▶ **Entries**
%%

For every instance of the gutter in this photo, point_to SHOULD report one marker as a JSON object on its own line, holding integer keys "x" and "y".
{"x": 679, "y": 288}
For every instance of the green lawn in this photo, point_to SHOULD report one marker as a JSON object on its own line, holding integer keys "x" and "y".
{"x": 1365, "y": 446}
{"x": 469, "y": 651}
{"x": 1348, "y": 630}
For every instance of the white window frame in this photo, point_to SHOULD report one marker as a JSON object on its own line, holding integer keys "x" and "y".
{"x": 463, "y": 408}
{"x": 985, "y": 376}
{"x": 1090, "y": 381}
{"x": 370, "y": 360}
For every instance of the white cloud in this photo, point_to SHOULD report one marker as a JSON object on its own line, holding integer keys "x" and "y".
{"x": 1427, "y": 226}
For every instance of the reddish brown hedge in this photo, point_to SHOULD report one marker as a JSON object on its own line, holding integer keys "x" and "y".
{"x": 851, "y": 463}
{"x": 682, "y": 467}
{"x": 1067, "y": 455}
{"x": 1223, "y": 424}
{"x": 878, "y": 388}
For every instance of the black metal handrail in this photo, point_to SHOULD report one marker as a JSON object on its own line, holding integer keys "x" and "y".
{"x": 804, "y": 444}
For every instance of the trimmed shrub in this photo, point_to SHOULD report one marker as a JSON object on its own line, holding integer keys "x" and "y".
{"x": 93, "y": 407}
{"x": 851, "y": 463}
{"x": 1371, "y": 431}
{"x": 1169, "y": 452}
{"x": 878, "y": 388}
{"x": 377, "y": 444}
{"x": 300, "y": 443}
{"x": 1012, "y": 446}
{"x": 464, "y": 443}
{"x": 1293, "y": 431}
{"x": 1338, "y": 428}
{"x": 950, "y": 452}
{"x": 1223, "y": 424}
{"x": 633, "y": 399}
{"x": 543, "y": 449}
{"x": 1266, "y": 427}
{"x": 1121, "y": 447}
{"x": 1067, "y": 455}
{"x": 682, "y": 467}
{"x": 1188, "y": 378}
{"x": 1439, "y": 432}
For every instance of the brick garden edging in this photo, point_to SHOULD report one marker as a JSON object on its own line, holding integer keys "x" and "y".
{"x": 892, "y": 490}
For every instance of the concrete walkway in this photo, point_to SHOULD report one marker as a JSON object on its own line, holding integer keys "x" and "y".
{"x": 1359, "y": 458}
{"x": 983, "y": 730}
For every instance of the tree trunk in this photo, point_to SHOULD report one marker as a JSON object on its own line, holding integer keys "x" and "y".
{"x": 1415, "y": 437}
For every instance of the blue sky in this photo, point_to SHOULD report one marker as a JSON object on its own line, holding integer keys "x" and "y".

%%

Using the listing above, retype each line exactly.

For every instance of the gutter in this photo, point_to SHOULD report one marker as a JSON object on its own line, holding integer keys "x" and "y".
{"x": 679, "y": 288}
For every instance of the green lawn in this photo, point_to SHOULD report one marker as a JSON object on its own line, holding integer keys "x" and "y".
{"x": 1365, "y": 446}
{"x": 469, "y": 651}
{"x": 1348, "y": 630}
For every instance of the white window frame in this photo, point_to SHOULD report one marker as a JSON object on its own line, holding integer keys "x" and "y".
{"x": 463, "y": 408}
{"x": 985, "y": 376}
{"x": 1090, "y": 381}
{"x": 370, "y": 360}
For every instance of the white cloud in this photo, point_to SHOULD report one marker as a JSON object on its own line, holding integer keys "x" and "y".
{"x": 1427, "y": 226}
For every instance of the reddish brown hedge in this photo, point_to SHOULD report one marker as a JSON object on its own line, holding integer keys "x" and "y".
{"x": 851, "y": 463}
{"x": 682, "y": 467}
{"x": 1067, "y": 455}
{"x": 1223, "y": 424}
{"x": 878, "y": 388}
For every instance of the black metal handrail in this photo, point_to SHOULD report one marker as a JSON object on its own line, holding integer keys "x" and "y".
{"x": 804, "y": 444}
For every instance of the trimmed shrub in this photo, point_to SHOULD report one marker as a JSON object on its own line, holding integer keys "x" and "y".
{"x": 93, "y": 407}
{"x": 851, "y": 463}
{"x": 1371, "y": 431}
{"x": 1169, "y": 452}
{"x": 878, "y": 388}
{"x": 377, "y": 444}
{"x": 300, "y": 443}
{"x": 1012, "y": 446}
{"x": 464, "y": 443}
{"x": 1293, "y": 431}
{"x": 1338, "y": 428}
{"x": 950, "y": 452}
{"x": 1223, "y": 424}
{"x": 633, "y": 399}
{"x": 543, "y": 449}
{"x": 1266, "y": 427}
{"x": 1121, "y": 447}
{"x": 1067, "y": 455}
{"x": 682, "y": 467}
{"x": 1188, "y": 378}
{"x": 1439, "y": 432}
For every instance of the brick garden edging in this photo, point_to SHOULD report one marker as a JSON object on its own line, holding integer keys "x" and "y".
{"x": 892, "y": 490}
For every instance of the concrete walkway in this photo, point_to SHOULD report one marker as a JSON object on its own line, holding integer keys "x" and "y".
{"x": 1359, "y": 458}
{"x": 983, "y": 730}
For every instance of the tree trunk in this photo, point_to SHOULD report one marker as a JSON object on its own line, holding integer keys "x" and "y".
{"x": 1415, "y": 437}
For every instance of the blue sky in this photo, point_to SHOULD report one marker as a JSON object on its own line, holding integer keys "x" and "y".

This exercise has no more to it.